### To do
Copy every one of the records below word for word, but leave the pictures out.

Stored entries
▽
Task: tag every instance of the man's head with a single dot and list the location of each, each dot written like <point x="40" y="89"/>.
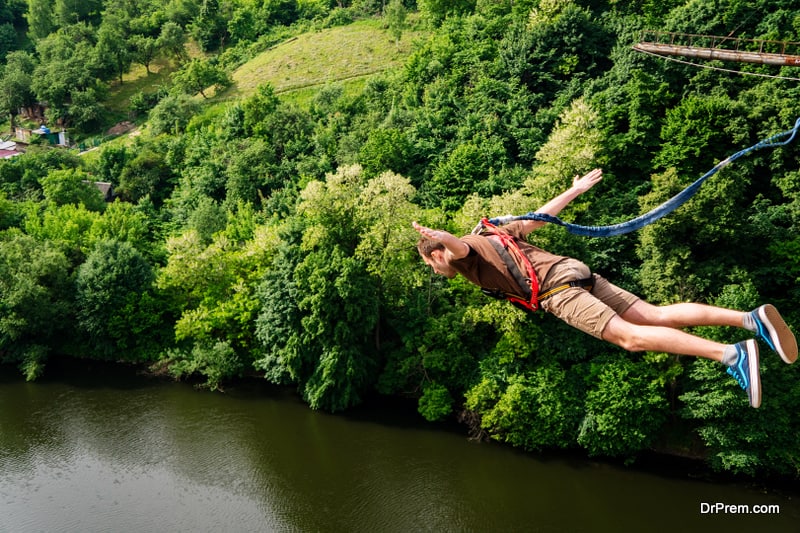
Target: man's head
<point x="435" y="256"/>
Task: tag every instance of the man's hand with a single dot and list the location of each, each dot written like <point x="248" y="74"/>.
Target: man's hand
<point x="586" y="182"/>
<point x="455" y="247"/>
<point x="432" y="234"/>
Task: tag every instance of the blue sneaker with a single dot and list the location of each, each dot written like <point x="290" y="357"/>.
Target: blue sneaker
<point x="773" y="330"/>
<point x="746" y="370"/>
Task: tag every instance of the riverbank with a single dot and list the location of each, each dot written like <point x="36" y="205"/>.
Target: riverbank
<point x="664" y="461"/>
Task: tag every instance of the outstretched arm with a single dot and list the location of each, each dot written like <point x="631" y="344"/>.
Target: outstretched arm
<point x="579" y="186"/>
<point x="455" y="247"/>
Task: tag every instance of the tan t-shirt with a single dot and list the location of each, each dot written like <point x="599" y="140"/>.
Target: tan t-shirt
<point x="484" y="266"/>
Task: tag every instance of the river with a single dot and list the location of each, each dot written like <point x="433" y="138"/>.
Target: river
<point x="105" y="449"/>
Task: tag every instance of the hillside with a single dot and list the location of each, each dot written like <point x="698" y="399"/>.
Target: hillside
<point x="316" y="58"/>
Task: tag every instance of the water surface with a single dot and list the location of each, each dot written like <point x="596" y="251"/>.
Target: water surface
<point x="107" y="450"/>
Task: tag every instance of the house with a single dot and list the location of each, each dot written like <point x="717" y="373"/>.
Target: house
<point x="8" y="149"/>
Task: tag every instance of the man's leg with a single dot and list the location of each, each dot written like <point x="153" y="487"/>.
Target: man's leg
<point x="741" y="358"/>
<point x="644" y="337"/>
<point x="682" y="315"/>
<point x="765" y="321"/>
△
### Completed exercise
Task: tag every instance of the man's head with a single dot and list the location of each, each dot written like <point x="40" y="89"/>.
Target: man's head
<point x="435" y="256"/>
Task: tag every instance of the man's hand with a single dot and list the location of each, each dot written like <point x="248" y="74"/>.
Target: man's hand
<point x="586" y="182"/>
<point x="455" y="247"/>
<point x="432" y="234"/>
Task: tag every instance of the blue sneaker with a single dot and list the location of each, each dot written like <point x="290" y="357"/>.
Target: blue sneaker
<point x="773" y="330"/>
<point x="746" y="370"/>
Task: tag every instance of the riverbank with a single dot and list the location of each, each dot written like <point x="36" y="205"/>.
Target: riverbank
<point x="664" y="461"/>
Task: tag every instance of the outstretched arm with a single dot and list the location of each, each dot written like <point x="631" y="344"/>.
Target: outstretched arm
<point x="579" y="186"/>
<point x="455" y="247"/>
Task: tag every instance of the tan t-shirt with a single dot and list the location of each, each dot written like <point x="599" y="140"/>.
Target: tan t-shirt
<point x="484" y="266"/>
Task: tag every instance of the river with a single dot and list the location of each, each dot written like <point x="433" y="138"/>.
Target: river
<point x="105" y="449"/>
Task: tag every instance of the hillside with a single dot and list the location of each, each dot written like <point x="698" y="399"/>.
Target: hillside
<point x="316" y="58"/>
Task: tag every instance of the water surface with a single dot and list the location of each, each dot written like <point x="596" y="251"/>.
Target: water surface
<point x="107" y="450"/>
Task: tag every instance of the house with a single dot and list the location of each, each dot written like <point x="717" y="373"/>.
Target: house
<point x="8" y="149"/>
Task: tag every instance of the man's leg with a single dot and list the location of each, each dot written like <point x="153" y="487"/>.
Target: man's leg
<point x="741" y="358"/>
<point x="644" y="337"/>
<point x="682" y="315"/>
<point x="765" y="321"/>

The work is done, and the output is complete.